Plinius (1. Jh. u.Z.) berichtet eher beiläufig, dass die Gallier den Saft der Birke (gallica arbor) zur Herstellung einer klebrigen Masse verwendeten, aus der sie Pflaster machten.
In der ma. Heilkunde erscheint die Birke erst bei Hildegard v. Bingen (12. Jh.), die ihre Qualität als warm beschreibt und einen Umschlag aus erwärmten Knospen des Baumes gegen schmerzende Hautreizungen, und Birkenrinde zum Abdecken von Brandwunden empfiehlt. – Albertus Magnus (13. Jh.) und Konrad von Megenberg (der im 14. Jh. die Birke als feucht und kühl qualifiziert) halten Birkensaft, den man im Frühjahr aus der Rinde zapft, für ein Mittel gegen Leberbeschwerden und Nierensteine.
In der Volksmedizin galt eine Aufschwemmung von getrockneten und pulverisierten Birkenblättern als Schutzmittel gegen Viehkrankheiten.

Erfasste Daten
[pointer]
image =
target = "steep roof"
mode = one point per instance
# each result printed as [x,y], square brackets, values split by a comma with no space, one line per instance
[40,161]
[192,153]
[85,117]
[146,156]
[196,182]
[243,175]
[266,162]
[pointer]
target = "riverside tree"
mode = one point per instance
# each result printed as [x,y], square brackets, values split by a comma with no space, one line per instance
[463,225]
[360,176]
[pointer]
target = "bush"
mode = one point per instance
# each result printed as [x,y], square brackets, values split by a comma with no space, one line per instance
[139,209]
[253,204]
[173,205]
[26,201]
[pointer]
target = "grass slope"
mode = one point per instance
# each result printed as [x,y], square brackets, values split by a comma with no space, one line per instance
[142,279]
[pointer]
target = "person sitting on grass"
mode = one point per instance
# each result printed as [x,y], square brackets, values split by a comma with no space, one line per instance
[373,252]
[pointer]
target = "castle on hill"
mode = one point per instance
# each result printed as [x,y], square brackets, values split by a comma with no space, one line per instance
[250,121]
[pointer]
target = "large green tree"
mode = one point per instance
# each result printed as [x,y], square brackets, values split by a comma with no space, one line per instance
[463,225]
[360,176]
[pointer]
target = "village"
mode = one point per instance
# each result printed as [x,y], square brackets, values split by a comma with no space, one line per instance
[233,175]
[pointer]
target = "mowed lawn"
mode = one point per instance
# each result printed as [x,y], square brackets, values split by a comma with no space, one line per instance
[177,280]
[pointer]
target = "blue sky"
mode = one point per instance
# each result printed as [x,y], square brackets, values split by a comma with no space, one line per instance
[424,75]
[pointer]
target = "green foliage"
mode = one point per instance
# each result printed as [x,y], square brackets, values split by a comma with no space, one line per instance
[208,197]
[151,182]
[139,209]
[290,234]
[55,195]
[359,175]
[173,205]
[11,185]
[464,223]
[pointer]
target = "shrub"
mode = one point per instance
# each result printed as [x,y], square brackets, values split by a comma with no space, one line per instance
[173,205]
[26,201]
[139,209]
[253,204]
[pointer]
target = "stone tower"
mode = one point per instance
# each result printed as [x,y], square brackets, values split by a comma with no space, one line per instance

ZU BEARBEITEN
**a.** Welche Qualität schreibt Hildegard von Bingen der Birke im Textauszug über die Birke in der Heilkunde zu?
**b.** Schreib den Textauszug über die Birke in der Heilkunde im Anschluss an seinen letzten Satz weiter.

LÖSUNGEN
**a.** Sie beschreibt ihre Qualität als warm.

**b.**
In der ma. Heilkunde verwendete man Rinde, Blätter, Knospen, Saft und Harz der Birke. Wirkstoffe der Blätter sind Gerb- und Bitterstoffe, Harze, ätherische Öle, Vitamin C und Flavonoide. Birkensaft enthält eine Zuckerart, wodurch er sich zum Vergären eignet („Birkenwein“).
In der abergläubischen Heilpraxis nutzte man den Birkenstamm zum Übertragen oder „Vernageln“ von Krankheiten wie Gicht oder Fieber. Warzen vertrieb man, indem man sie mit Birkenreisig schlug. Besondere Kraft wurde dem Birkenbesen bei nervösen Leiden zugemutet; Konrad von Megenberg schrieb: „pirckenholz wer daz pei im tregt, daz ist für den krampf guot“. Vergorener Birkensaft (Birkenwein) galt als Potenzmittel.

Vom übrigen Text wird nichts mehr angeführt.